TASKS FOR THIS EXERCISE →
A - In the passage on time complexity, repeat the text beginning at the words "So do we want" and stopping after "worst-case complexity analysis.".
B - Answer these questions using the passage on time complexity:
(i) Which running time does the passage call foolish to depend on?
(ii) How many primary tools for analyzing complexity does it mention?
(iii) What does f(n) stand for?
C - According to the passage on time complexity, why is worst-case analysis the most common and reliable kind?

QUOTED PASSAGE →
....
We defined time complexity in terms of the input size, but it is easy to show that different inputs of the same size can have different running times.

So do we want the best, the worst, or perhaps the average running time? It is foolish to depend on the best-case. On the other hand, average-case complexity is quite useful in practice, but it can be tricky to obtain and may require domain-specific considerations, and we would probably still want to know what happens in the worst-case scenario. Thus, the most common and reliable is the worst-case complexity analysis.

There are three primary tools to analyze complexity. Assume \(f(n)\) is the true complexity function, then:

• \(f(n) = O(g(n))\), means that there exists a constant \(c\) such that \(c \cdot g(n)\) is an upper bound on \(f(n)\), i.e. \(f(n)\) is always \(\leq c \cdot g(n)\), for all \(n \geq n_0\)
....
[Pointing and labeling records]
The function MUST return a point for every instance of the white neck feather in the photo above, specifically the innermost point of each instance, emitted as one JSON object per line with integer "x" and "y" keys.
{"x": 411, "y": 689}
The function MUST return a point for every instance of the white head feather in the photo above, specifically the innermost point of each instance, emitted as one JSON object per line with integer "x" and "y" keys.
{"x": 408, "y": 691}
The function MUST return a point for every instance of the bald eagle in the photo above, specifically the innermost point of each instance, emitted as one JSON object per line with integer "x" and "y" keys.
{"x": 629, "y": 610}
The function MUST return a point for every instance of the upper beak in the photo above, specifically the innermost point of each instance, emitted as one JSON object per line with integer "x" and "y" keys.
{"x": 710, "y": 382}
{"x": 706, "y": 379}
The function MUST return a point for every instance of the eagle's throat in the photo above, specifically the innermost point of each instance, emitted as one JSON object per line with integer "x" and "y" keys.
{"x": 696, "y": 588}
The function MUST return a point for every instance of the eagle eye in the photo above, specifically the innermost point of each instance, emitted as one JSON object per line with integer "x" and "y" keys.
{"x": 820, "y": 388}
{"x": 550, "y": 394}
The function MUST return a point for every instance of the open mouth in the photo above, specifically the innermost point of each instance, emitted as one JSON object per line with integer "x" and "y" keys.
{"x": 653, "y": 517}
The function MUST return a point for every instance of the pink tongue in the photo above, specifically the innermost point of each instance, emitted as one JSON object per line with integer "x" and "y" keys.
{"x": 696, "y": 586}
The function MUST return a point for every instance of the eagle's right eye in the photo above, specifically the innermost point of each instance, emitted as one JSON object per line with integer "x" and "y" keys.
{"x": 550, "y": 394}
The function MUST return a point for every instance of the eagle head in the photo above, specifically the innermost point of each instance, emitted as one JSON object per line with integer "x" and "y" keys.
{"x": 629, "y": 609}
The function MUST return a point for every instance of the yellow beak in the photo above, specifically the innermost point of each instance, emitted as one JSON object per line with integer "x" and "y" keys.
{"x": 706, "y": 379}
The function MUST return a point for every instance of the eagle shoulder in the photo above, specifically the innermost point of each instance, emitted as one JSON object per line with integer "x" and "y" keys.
....
SET OF ANSWERS →
A -
So do we want the best, the worst, or perhaps the average running time? It is foolish to depend on the best-case. On the other hand, average-case complexity is quite useful in practice, but it can be tricky to obtain and may require domain-specific considerations, and we would probably still want to know what happens in the worst-case scenario. Thus, the most common and reliable is the worst-case complexity analysis.

B -
(i) The best-case running time.
(ii) Three.
(iii) The true complexity function.

C - Depending on the best case is foolish. Average-case complexity is useful but can be tricky to obtain and may require domain-specific considerations. Even with it, one would still want to know what happens in the worst case.